### EXTRACT PROVIDED
I always wonder if this is a design flaw, or if there is another completely worse state that the body is trying to prevent happening, a state we don't even know about until we have "cured" inflammation and all these other diseases

sort of like how we wouldn't be studying a lot of this stuff right now if such a large portion of the population hadn't gotten so old


Having talked to a doc, I learned this for myself: inflammation is simply an immune reaction where body believes that there is something to be fought, either rightly (infection) or wrongly (allergy).

You can have low inflammation if you're healthy. But also if you're sick, but your immune system is not putting up a fight.

You can have high inflammation if the immune system is fighting a good fight, fending off intruders. But also maybe it's fighting its own host body, or a stray speckle of dust.

Can't tell much just from the metric alone. If inflammation is high then something is up for sure, but then... it may or may not need intervention. So not helpful, really. Chronic inflammation is probably a good indicator that the immune system is not winning.

### EXTRACTED INFORMATION
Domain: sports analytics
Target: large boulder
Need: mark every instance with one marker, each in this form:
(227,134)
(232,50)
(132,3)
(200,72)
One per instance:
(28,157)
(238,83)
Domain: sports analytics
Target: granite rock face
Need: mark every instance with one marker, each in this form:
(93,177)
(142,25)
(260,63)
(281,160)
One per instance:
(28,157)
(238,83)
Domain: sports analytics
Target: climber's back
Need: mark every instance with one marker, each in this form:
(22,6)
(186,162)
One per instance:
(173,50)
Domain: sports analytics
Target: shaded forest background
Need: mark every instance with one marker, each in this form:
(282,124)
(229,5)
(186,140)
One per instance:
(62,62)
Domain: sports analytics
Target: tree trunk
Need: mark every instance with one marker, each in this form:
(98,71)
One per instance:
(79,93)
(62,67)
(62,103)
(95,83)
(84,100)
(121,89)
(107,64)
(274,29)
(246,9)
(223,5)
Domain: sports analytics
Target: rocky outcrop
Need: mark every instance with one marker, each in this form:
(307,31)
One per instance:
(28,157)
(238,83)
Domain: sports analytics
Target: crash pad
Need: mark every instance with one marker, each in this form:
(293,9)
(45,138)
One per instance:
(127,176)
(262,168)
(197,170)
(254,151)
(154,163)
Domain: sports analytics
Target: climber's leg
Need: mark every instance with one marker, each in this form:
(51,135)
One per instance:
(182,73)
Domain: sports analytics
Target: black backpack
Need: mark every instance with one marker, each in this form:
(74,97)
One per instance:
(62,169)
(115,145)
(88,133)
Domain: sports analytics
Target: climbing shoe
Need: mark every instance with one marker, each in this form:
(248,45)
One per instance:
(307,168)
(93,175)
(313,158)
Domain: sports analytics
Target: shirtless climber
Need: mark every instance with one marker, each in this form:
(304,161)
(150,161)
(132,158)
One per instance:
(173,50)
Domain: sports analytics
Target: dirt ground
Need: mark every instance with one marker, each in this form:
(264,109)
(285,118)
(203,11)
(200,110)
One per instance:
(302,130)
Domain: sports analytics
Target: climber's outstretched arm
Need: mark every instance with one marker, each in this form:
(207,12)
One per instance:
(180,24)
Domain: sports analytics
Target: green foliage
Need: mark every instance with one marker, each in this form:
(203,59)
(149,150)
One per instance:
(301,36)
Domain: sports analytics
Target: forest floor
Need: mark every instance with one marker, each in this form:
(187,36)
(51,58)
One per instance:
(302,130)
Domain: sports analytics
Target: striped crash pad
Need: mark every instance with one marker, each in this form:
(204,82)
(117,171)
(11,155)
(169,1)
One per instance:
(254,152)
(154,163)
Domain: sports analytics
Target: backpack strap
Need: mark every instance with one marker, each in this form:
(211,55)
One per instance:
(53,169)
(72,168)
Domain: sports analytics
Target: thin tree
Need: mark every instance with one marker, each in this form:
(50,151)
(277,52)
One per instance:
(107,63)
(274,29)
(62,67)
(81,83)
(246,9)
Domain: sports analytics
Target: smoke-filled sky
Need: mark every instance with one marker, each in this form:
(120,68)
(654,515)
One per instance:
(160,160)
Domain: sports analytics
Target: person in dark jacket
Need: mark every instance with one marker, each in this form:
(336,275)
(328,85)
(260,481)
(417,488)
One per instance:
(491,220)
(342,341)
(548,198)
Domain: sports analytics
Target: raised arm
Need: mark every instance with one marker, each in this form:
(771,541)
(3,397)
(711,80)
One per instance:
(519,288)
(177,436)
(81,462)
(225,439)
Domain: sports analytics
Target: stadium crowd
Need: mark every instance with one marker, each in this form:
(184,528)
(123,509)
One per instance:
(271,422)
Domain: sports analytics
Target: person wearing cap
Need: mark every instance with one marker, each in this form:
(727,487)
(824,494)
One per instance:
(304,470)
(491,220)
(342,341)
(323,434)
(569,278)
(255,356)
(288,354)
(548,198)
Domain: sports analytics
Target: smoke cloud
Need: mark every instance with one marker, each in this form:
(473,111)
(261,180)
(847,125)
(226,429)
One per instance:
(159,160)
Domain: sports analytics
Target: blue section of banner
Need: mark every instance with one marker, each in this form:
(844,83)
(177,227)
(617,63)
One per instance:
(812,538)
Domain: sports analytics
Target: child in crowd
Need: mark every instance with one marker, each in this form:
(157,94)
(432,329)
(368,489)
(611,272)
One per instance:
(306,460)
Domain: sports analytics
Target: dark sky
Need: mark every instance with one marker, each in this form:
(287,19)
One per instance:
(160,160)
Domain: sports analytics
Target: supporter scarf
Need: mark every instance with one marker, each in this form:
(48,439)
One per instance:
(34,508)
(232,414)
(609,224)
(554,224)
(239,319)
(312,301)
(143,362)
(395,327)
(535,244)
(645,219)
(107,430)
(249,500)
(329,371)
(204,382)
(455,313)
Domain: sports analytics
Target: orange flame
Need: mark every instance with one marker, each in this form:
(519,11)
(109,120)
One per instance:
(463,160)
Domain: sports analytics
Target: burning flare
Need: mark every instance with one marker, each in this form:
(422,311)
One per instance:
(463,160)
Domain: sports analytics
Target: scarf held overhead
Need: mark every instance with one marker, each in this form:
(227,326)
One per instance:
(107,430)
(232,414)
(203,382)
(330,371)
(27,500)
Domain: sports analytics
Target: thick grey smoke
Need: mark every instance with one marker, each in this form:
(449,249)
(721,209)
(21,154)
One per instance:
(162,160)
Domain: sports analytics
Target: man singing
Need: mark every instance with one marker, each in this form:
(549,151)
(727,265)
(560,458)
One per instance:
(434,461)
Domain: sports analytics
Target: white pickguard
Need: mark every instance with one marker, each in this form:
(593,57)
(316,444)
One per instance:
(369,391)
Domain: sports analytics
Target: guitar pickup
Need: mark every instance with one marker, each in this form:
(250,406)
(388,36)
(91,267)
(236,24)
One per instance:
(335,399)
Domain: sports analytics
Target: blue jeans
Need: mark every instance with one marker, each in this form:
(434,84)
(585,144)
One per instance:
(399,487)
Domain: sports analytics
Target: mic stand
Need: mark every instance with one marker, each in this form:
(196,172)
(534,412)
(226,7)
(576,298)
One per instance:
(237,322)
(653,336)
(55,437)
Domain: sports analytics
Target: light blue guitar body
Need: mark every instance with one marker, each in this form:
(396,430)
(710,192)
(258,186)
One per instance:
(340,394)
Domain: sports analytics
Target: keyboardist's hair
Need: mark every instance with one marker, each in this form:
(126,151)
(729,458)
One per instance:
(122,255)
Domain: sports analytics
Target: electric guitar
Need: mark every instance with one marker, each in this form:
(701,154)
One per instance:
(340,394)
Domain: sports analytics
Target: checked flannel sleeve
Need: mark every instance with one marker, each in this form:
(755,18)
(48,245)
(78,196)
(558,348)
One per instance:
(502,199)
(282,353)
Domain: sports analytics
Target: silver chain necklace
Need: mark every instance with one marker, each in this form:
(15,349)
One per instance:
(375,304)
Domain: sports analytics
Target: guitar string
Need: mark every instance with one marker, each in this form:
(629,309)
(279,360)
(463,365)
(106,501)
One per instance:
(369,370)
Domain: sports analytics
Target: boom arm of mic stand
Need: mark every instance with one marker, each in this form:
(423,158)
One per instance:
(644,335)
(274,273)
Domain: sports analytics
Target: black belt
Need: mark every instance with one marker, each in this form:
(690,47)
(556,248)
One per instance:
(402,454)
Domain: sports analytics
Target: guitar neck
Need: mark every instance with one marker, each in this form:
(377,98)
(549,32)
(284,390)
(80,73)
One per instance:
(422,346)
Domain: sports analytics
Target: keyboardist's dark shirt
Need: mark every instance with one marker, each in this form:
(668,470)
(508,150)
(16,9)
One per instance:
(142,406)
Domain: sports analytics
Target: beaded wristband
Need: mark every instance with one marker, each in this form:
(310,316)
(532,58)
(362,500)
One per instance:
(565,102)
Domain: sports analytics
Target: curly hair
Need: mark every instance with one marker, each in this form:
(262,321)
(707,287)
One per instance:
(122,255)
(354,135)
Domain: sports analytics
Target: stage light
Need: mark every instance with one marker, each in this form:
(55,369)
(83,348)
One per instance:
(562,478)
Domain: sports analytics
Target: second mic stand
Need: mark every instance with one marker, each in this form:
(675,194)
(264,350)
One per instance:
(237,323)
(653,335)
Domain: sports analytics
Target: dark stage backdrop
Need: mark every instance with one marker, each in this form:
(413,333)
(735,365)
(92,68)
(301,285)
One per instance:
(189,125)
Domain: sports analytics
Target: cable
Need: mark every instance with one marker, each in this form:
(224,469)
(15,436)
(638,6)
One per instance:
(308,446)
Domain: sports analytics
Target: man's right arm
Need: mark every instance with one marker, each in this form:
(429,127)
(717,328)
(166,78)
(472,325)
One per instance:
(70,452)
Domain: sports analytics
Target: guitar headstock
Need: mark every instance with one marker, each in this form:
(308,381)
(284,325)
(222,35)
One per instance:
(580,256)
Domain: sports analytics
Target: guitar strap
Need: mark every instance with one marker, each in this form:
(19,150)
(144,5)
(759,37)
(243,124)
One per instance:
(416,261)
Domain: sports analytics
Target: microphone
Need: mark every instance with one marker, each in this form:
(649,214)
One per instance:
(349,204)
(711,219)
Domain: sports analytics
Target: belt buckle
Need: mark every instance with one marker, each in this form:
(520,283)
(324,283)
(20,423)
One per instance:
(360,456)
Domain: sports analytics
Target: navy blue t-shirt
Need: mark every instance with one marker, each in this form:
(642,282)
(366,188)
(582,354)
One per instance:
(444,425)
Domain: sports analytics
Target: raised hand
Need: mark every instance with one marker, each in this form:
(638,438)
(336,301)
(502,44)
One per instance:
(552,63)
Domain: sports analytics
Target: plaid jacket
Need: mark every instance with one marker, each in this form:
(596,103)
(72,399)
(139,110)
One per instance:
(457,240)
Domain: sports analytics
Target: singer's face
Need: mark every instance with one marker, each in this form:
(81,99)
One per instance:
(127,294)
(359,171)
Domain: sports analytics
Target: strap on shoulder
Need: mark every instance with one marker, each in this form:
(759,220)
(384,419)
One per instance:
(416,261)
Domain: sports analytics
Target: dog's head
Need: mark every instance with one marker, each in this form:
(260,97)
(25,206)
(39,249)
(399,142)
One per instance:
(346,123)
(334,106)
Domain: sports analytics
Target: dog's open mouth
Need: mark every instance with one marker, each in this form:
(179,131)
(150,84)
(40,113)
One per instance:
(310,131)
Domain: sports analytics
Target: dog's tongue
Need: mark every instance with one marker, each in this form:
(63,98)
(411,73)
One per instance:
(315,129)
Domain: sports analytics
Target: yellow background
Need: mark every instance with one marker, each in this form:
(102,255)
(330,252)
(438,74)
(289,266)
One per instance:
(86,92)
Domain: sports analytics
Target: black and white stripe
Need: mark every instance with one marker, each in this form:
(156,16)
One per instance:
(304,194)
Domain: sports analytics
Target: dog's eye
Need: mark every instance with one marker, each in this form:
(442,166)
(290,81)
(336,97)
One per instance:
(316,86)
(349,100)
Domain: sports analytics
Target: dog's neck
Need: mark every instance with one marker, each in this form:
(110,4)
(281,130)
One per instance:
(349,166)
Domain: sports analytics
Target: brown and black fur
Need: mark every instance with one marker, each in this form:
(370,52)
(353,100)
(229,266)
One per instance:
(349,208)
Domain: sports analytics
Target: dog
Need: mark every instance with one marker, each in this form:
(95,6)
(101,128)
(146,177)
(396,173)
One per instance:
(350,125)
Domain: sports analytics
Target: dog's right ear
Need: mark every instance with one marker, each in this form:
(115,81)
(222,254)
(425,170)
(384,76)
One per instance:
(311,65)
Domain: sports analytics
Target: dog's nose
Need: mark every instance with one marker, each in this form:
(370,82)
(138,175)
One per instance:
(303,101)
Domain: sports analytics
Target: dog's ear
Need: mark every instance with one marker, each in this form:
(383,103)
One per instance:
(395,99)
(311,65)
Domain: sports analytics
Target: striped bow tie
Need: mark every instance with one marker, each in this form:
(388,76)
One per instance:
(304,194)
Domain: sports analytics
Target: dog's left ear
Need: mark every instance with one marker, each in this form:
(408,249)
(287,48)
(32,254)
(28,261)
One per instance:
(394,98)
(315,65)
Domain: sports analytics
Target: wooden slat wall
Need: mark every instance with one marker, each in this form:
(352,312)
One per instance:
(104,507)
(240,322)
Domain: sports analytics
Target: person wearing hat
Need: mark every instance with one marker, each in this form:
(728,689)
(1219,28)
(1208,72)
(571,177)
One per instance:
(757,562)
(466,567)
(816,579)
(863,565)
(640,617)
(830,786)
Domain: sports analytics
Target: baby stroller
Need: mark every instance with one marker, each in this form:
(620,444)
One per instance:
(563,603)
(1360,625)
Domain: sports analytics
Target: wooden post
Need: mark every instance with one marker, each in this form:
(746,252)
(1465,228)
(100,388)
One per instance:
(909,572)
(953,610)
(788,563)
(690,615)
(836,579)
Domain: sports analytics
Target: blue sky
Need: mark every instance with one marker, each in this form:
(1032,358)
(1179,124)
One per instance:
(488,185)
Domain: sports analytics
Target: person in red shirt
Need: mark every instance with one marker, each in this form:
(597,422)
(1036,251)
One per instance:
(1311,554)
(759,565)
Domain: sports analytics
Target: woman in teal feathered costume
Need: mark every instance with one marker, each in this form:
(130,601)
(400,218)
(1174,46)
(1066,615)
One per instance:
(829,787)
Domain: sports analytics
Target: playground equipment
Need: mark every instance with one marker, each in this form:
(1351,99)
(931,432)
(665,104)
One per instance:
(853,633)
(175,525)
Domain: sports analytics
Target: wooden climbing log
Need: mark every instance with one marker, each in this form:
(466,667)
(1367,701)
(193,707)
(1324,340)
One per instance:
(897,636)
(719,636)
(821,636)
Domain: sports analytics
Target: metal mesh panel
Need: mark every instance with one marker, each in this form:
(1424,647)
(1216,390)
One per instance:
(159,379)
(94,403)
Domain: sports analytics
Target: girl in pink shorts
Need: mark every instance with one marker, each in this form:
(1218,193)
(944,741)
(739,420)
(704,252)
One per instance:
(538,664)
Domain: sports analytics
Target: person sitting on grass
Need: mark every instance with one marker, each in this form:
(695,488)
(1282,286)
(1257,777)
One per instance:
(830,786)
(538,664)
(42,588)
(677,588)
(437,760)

### PROBLEM TO WORK ON
Answer from the text on inflammation:
(a) What example does it give of the body fighting something wrongly?
(b) Besides being healthy, when can a person have low inflammation?
(c) What is chronic inflammation probably a good sign of?

### OUTPUT
(a) An allergy.
(b) When they are sick but their immune system is not putting up a fight.
(c) That the immune system is not winning.